— start —

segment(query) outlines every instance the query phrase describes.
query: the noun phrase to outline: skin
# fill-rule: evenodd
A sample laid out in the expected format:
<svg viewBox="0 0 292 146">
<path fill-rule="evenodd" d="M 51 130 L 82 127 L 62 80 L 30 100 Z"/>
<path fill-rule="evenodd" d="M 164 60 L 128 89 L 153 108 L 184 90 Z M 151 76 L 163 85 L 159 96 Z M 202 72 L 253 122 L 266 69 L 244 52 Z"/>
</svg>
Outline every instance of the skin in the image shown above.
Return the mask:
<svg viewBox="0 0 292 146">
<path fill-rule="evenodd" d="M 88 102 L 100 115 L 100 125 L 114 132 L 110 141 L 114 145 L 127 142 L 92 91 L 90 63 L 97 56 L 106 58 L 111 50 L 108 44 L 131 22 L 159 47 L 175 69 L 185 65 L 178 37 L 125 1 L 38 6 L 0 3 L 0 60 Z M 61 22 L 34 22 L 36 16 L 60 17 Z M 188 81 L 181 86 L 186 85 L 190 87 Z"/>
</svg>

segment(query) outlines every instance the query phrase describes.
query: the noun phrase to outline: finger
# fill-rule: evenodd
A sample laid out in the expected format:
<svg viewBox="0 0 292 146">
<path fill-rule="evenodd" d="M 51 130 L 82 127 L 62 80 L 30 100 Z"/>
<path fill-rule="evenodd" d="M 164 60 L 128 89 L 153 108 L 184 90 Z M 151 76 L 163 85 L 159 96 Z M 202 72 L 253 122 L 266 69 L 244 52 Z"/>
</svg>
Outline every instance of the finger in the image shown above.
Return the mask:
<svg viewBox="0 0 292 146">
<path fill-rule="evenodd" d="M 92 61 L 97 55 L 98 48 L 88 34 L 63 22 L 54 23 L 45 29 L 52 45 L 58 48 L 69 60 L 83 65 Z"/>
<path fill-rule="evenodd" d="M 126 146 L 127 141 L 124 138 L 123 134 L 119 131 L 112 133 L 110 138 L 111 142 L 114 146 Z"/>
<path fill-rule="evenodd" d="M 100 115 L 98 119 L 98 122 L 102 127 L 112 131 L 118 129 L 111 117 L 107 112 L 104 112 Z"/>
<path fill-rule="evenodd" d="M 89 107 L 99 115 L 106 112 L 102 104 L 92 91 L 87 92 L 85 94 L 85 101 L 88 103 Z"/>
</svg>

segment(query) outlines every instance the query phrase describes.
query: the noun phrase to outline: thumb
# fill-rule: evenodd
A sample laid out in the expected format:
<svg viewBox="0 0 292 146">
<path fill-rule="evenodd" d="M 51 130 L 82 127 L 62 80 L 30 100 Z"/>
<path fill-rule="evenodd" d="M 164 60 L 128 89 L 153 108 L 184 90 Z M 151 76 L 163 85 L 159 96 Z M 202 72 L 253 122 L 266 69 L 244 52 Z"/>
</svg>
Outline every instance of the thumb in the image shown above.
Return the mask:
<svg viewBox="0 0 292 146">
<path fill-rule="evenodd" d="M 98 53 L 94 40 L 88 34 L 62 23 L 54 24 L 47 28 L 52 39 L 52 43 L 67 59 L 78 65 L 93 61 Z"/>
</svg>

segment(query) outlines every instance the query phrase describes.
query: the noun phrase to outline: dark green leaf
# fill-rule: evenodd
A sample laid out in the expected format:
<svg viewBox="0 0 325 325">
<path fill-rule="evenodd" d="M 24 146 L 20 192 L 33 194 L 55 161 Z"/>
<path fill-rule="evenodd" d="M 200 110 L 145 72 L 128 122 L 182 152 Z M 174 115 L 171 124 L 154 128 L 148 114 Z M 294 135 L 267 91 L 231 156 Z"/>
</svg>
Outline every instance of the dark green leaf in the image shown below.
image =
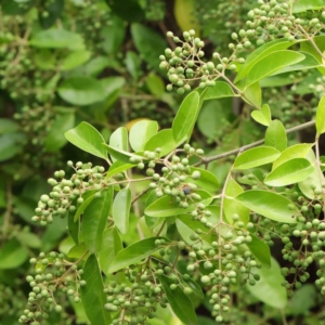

— end —

Please gather every line of the records above that contains the string "shown", treating uppercase and lowercase letters as different.

Outline every instance of the skin in the image shown above.
Outline every instance of the finger in the image shown above.
Outline every instance of the thumb in the image shown above.
Outline every instance of the dark green leaf in the image shown below.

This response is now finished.